__Texte cité__
==*==

Par Margot Lecocq
Érigé à la fin des années 1870 pour accueillir les deux expositions universelles de Melbourne, d'abord en 1880-1881 puis en 1888-1889, le Royal Exhibition Building bénéficie depuis 2018 d’une importante campagne de restauration dont ont déjà profité sa façade sud, ainsi que la structure de son imposant dôme. À l’occasion du 20e anniversaire de son inscription sur la liste du patrimoine mondial de l’UNESCO, une nouvelle restauration est lancée pour rendre aux peintures du dôme tout leur éclat d’origine. Bien qu’étant l’unique hall d’une exposition universelle encore conservé de nos jours, le bâtiment reste largement méconnu par le public européen.

==*==

__Petit exercice__
Pouvez-vous recopier à l'identique, dans le texte sur le Royal Exhibition Building, tout ce qui va de « Par Margot Lecocq » jusqu'à « le public européen. » ?

Entrées de localisation d'objets dans les images:
==*==

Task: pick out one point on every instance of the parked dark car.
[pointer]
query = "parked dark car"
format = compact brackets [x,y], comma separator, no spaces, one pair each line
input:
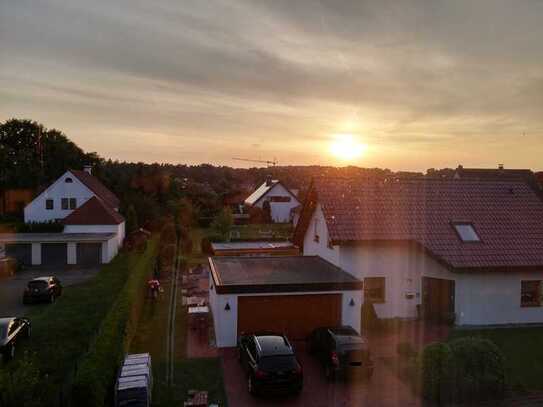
[42,289]
[342,352]
[270,363]
[11,331]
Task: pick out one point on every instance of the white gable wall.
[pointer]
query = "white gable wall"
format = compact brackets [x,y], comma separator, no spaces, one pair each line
[486,298]
[35,211]
[320,248]
[280,211]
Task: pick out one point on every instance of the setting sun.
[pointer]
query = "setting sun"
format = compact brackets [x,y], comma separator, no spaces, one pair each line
[346,147]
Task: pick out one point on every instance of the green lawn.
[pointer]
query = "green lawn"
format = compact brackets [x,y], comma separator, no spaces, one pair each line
[263,232]
[200,373]
[61,332]
[523,350]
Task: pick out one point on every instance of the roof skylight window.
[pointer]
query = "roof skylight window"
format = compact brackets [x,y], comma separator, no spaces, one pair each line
[466,232]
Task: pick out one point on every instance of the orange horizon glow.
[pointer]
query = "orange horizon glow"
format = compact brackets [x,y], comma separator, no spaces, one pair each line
[346,147]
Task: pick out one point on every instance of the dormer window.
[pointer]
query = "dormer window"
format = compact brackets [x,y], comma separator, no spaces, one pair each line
[466,232]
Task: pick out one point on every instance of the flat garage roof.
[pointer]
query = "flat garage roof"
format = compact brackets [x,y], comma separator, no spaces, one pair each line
[262,245]
[54,237]
[279,274]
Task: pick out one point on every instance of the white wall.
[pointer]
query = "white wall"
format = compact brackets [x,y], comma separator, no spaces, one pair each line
[36,254]
[35,211]
[320,248]
[480,298]
[280,211]
[485,299]
[226,322]
[119,230]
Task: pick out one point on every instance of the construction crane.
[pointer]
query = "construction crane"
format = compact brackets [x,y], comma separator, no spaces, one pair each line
[268,162]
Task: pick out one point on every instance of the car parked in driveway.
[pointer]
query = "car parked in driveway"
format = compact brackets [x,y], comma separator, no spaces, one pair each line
[42,289]
[12,330]
[341,351]
[270,364]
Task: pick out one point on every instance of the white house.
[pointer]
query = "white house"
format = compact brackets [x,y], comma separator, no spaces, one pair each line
[279,197]
[93,231]
[433,248]
[289,294]
[66,194]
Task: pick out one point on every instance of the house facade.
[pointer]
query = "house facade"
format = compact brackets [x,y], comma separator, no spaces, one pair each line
[66,194]
[252,294]
[281,200]
[473,249]
[93,230]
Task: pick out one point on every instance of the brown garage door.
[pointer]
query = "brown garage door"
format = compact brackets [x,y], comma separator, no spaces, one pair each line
[294,315]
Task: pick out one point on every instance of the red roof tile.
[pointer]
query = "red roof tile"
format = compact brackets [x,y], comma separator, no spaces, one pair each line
[507,216]
[94,212]
[97,187]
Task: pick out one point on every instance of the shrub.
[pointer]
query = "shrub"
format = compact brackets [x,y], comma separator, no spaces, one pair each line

==*==

__Réponse attendue__
Par Margot Lecocq
Érigé à la fin des années 1870 pour accueillir les deux expositions universelles de Melbourne, d'abord en 1880-1881 puis en 1888-1889, le Royal Exhibition Building bénéficie depuis 2018 d’une importante campagne de restauration dont ont déjà profité sa façade sud, ainsi que la structure de son imposant dôme. À l’occasion du 20e anniversaire de son inscription sur la liste du patrimoine mondial de l’UNESCO, une nouvelle restauration est lancée pour rendre aux peintures du dôme tout leur éclat d’origine. Bien qu’étant l’unique hall d’une exposition universelle encore conservé de nos jours, le bâtiment reste largement méconnu par le public européen.